What the task asks: Lay out every line of the entries below as a numbered list, skipping blank lines and omitting the pictures.
-- BEGIN Listing --
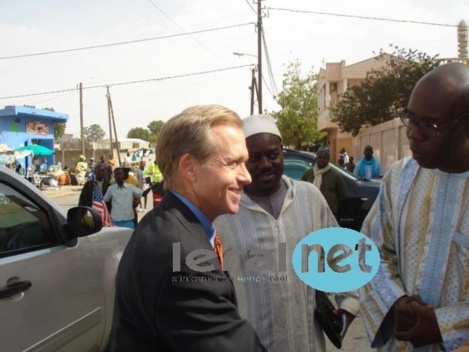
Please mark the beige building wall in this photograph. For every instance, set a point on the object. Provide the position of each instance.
(388, 139)
(333, 82)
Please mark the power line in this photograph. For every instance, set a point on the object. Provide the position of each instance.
(252, 8)
(269, 67)
(129, 82)
(182, 29)
(363, 17)
(124, 43)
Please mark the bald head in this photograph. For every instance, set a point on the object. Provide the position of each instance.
(440, 102)
(450, 81)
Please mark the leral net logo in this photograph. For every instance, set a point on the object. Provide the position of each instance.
(336, 259)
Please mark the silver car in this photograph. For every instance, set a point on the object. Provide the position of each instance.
-- END Listing --
Full response:
1. Please mark the beige building wall in this photograph. For every instance, set a point on the object. Provide the position of each instance.
2. (388, 139)
3. (333, 82)
4. Please mark the power line in this photograph. For every instance, set a point on the object. Provide the position of each instance.
5. (252, 8)
6. (269, 67)
7. (129, 82)
8. (182, 29)
9. (363, 17)
10. (124, 43)
11. Please mark the bald head in this photograph. For every instance, set a point on the object. Provide the position of each instance.
12. (440, 102)
13. (450, 81)
14. Please mark the leral net logo in this photograph. For every instance, set a point on the object. Provide the position of each instance.
15. (336, 259)
16. Please mark the silver car in this photograph. For every instance, set a point on the object. Provide the position of each instance.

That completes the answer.